WHAT THE EXERCISE ASKS: What follows is a block of records; restate each one word for word.

┄┄┄┄┄┄┄┄┄┄┄┄┄┄┄┄┄┄┄┄

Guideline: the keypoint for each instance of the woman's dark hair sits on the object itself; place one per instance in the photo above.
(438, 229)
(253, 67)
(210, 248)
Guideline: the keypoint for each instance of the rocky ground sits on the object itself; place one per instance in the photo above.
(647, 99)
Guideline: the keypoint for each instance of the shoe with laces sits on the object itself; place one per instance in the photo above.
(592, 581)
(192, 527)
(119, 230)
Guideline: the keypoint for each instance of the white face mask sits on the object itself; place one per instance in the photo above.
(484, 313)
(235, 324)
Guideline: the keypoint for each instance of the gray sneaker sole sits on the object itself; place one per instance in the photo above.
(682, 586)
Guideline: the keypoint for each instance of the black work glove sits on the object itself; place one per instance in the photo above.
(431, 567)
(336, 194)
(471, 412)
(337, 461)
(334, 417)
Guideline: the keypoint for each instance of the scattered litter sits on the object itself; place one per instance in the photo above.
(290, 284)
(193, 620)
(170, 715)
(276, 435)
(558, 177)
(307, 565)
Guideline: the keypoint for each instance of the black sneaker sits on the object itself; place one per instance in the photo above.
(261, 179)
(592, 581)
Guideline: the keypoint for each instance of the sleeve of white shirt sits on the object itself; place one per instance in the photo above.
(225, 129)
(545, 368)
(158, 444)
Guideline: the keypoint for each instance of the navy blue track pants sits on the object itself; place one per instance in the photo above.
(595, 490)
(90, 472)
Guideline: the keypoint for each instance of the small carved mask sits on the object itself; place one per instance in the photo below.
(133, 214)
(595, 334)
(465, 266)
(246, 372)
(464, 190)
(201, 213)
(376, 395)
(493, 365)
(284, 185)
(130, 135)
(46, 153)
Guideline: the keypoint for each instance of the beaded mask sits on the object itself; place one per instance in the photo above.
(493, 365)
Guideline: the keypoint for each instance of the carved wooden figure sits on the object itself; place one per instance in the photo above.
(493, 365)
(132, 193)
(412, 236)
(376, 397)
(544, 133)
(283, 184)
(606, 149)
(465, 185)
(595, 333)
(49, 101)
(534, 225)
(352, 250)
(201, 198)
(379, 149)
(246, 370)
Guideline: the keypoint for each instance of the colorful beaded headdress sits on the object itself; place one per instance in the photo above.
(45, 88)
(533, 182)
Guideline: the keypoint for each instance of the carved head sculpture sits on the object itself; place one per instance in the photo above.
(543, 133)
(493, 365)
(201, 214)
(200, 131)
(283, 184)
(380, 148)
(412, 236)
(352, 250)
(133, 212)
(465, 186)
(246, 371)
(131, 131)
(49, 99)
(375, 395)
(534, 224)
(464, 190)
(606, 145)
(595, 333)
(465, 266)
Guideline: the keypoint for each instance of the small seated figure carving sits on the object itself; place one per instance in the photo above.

┄┄┄┄┄┄┄┄┄┄┄┄┄┄┄┄┄┄┄┄

RESPONSE:
Guideline: the keypoint for each instance of the woman's dark hair sits on the object itself; place one per instance in the photo above.
(438, 229)
(253, 67)
(210, 248)
Guideline: the keypoint for each instance of the rocky ground sits on the object itself; place one per instance in the photo above.
(647, 99)
Guideline: the keypoint for each instance of the shoe with laces sits on the object itself; place one per instance in the photo above.
(592, 581)
(192, 527)
(119, 230)
Guideline: the keypoint for each instance of the white face mask sits on the object itself; place one per instance in the photo above.
(484, 313)
(235, 324)
Guideline: the keypoint for each instance of the gray sneaker sole sits on the object itself; place one per instance in the photo above.
(682, 586)
Guideline: the keypoint for each instance of the black work glove sits on the object itself; place one per instance in the photo above.
(431, 567)
(336, 194)
(471, 412)
(337, 461)
(334, 417)
Guideline: the keypoint for each instance of the scattered litter sits on the object itself; place one per instance in the photo above.
(290, 284)
(193, 620)
(170, 715)
(276, 435)
(558, 177)
(307, 565)
Guideline: the keypoint for each instance of the black sneaker sits on the object itself; place one per instance in the photo above.
(261, 179)
(592, 581)
Guideline: the keypoint for each instance of the sleeve of white shirt sits on the object itself; place one per instance in the photo above.
(225, 129)
(545, 368)
(158, 444)
Guideline: the keypoint for each instance of the navy blue track pants sits on the object itself; place one per instance in the photo above.
(595, 490)
(90, 472)
Guideline: the keypoint for each instance of the small carved mask sits on the object itself; place one per instance in the photo below.
(133, 214)
(595, 334)
(465, 266)
(246, 372)
(464, 190)
(201, 213)
(376, 395)
(493, 365)
(284, 185)
(130, 135)
(46, 153)
Guideline: the keypoint for each instance of the beaded mask sits on the object itself; place one per instance in the photo above.
(493, 365)
Guideline: the keypoint for each instance of the carved wooden figure sits on the object itself; place one per instance in the photo above.
(493, 365)
(132, 193)
(412, 236)
(376, 397)
(544, 133)
(283, 184)
(606, 149)
(465, 185)
(595, 333)
(49, 101)
(534, 225)
(352, 250)
(201, 198)
(379, 149)
(246, 370)
Guideline: the keypoint for each instance of the colorful beaded headdress sits on the object itself; place one per instance in the photo above.
(45, 88)
(533, 182)
Guideline: the keypoint for each instance of the carved head sculpture sits on the object itself; place one per instance in the photo above.
(543, 133)
(493, 365)
(201, 214)
(200, 131)
(283, 184)
(380, 148)
(412, 236)
(352, 250)
(133, 212)
(465, 186)
(246, 371)
(131, 131)
(49, 99)
(375, 395)
(534, 224)
(464, 190)
(606, 145)
(595, 333)
(465, 266)
Guideline: the keypoint for each instance of the small seated figure carving sits on the object itself; place one per instance in the photo above.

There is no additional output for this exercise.